## CONSEGNA 1
Riscrivi in forma più breve il paragrafo del brano su Paul Newman che inizia con «Grazie a questa unicità», conservandone i fatti principali.

## BRANO SCELTO
+ + + + + + +

Grazie a questa unicità, Paul Newman, nato cento anni fa (e scomparso nel 2008), rappresenta una modernità di visione artistica: un attore che vive e incarna un periodo tra due epoche, traendo una lezione già moderna, come appunto quella dell’Actors Studio, e guardando, sia attraverso essa ma anche superandola, al futuro. Fa da ponte tra due generazioni, tra padri e figli del boom demografico (e il rapporto padre-figlio non a caso sarà al centro di molti dei suoi lavori); costeggia l’era da “rebel without a cause”, senza l’enfasi di Dean o di Brando, ma con una vicinanza emozionale all’umanità che racconta, incanalando un proprio sguardo sul mondo, “utilizzando” il mezzo espressivo, essendo più che interpretando. E poi, superati gli “anta”, continuando su questa linea, traspone sullo schermo il passaggio ad altre introspezioni, alla visione di una maturità sofferta, ma sempre celata dall’ironia, alla profondità di respiro che si traduce in un compimento del suo percorso attoriale, e anche registico: proprio il suo lavoro dietro la macchina da presa dovrebbe essere al centro di una riscoperta, lavoro in cui — da La prima volta di Jennifer (1968) a Lo zoo di vetro (1987) — l’impegno, la proprietà di sguardo, emergono con grande chiarezza, unendo la forza del cinema tradizionale all’adesione alla realtà, in un’universalità insita nel suo modo di approcciarsi alle storie e al racconto.

+ + + + + + +

## VOCI DELL'ESERCIZIO

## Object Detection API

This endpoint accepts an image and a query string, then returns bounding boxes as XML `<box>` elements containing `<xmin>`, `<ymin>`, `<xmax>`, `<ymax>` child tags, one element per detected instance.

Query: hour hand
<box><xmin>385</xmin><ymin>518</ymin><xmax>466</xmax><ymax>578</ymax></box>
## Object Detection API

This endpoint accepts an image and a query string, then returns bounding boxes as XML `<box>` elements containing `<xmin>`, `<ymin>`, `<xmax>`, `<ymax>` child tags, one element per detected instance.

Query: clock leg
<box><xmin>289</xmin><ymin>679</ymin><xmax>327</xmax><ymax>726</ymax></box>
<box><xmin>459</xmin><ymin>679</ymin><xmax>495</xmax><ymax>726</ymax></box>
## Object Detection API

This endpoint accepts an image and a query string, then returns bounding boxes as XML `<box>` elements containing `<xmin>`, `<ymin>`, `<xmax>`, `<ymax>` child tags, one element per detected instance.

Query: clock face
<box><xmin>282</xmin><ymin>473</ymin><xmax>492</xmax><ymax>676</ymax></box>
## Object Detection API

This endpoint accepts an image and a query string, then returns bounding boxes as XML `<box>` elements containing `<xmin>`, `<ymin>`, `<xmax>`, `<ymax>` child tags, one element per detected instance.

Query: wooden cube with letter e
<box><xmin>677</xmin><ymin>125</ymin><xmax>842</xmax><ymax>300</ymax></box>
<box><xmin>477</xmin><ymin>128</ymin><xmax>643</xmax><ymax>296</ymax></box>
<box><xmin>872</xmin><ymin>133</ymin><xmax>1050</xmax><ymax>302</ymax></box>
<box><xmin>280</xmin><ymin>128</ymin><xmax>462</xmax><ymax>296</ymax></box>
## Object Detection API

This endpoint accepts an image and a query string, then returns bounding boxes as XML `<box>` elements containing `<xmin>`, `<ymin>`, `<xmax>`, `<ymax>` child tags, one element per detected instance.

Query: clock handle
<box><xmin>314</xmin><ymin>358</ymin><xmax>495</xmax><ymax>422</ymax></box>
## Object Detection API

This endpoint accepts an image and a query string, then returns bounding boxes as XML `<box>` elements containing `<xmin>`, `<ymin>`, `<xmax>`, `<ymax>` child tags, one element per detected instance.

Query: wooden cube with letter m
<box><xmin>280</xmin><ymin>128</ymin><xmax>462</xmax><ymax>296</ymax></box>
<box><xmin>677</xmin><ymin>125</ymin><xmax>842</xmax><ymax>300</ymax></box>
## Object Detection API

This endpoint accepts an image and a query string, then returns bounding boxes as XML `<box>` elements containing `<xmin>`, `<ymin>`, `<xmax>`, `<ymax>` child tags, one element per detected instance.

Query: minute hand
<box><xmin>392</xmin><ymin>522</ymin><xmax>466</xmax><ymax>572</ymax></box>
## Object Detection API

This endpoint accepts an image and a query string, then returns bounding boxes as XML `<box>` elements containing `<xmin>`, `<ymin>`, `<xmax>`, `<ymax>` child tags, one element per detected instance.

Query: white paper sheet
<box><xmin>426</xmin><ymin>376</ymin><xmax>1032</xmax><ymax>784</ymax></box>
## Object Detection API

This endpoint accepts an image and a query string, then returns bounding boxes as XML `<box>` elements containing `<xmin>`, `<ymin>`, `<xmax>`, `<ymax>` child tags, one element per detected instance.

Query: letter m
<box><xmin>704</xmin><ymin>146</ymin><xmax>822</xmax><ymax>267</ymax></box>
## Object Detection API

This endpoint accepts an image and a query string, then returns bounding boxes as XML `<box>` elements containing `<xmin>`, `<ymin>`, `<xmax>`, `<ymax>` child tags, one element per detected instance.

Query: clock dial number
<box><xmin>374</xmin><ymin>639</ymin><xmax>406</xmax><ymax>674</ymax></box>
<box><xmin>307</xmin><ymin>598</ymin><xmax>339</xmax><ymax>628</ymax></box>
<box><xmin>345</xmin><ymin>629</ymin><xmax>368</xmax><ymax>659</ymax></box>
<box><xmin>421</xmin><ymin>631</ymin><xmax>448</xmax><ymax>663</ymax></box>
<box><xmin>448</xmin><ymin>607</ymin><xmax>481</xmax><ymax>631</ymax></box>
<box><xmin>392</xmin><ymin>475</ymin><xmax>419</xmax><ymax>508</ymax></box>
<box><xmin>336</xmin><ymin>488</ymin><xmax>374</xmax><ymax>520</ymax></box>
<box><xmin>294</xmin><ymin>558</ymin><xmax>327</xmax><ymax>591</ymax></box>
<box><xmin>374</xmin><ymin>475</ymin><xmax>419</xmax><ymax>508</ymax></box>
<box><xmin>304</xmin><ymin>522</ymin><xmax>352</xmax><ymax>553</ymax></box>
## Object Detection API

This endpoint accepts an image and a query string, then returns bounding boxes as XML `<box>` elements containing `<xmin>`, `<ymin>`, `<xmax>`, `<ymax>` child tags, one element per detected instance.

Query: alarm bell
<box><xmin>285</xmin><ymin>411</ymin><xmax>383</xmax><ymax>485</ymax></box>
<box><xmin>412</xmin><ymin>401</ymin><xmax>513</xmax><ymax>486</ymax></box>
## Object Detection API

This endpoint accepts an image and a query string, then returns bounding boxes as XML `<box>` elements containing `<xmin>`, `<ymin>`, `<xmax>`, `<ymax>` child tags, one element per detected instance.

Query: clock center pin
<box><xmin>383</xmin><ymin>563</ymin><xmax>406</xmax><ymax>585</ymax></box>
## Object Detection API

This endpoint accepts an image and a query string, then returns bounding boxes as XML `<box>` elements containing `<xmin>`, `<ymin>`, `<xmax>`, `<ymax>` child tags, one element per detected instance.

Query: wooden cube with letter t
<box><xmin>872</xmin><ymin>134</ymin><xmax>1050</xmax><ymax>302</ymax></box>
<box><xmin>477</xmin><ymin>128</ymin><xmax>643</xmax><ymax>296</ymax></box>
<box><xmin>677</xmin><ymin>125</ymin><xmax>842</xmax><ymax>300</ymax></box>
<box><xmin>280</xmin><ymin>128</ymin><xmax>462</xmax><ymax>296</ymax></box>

+ + + + + + +

## CONSEGNA 2
Individua nelle voci ogni riga che contiene la parola «cube» e copiala.

## RISULTATO 1
Paul Newman, nato cento anni fa e scomparso nel 2008, incarna una visione artistica moderna. Attore a cavallo tra due epoche, parte dalla lezione dell'Actors Studio per poi superarla e guardare al futuro. Fa da ponte tra padri e figli del boom demografico, e il rapporto padre-figlio torna in molti suoi lavori. Attraversa l'era del "rebel without a cause" senza l'enfasi di Dean o di Brando, con una vicinanza emotiva all'umanità che racconta, essendo più che interpretando. Dopo i quarant'anni porta sullo schermo una maturità sofferta ma velata d'ironia. Anche la sua regia meriterebbe una riscoperta: da La prima volta di Jennifer (1968) a Lo zoo di vetro (1987) emergono impegno e chiarezza di sguardo, che uniscono la forza del cinema tradizionale all'adesione alla realtà.

## RISULTATO 2
Query: wooden cube with letter e
Query: wooden cube with letter m
Query: wooden cube with letter t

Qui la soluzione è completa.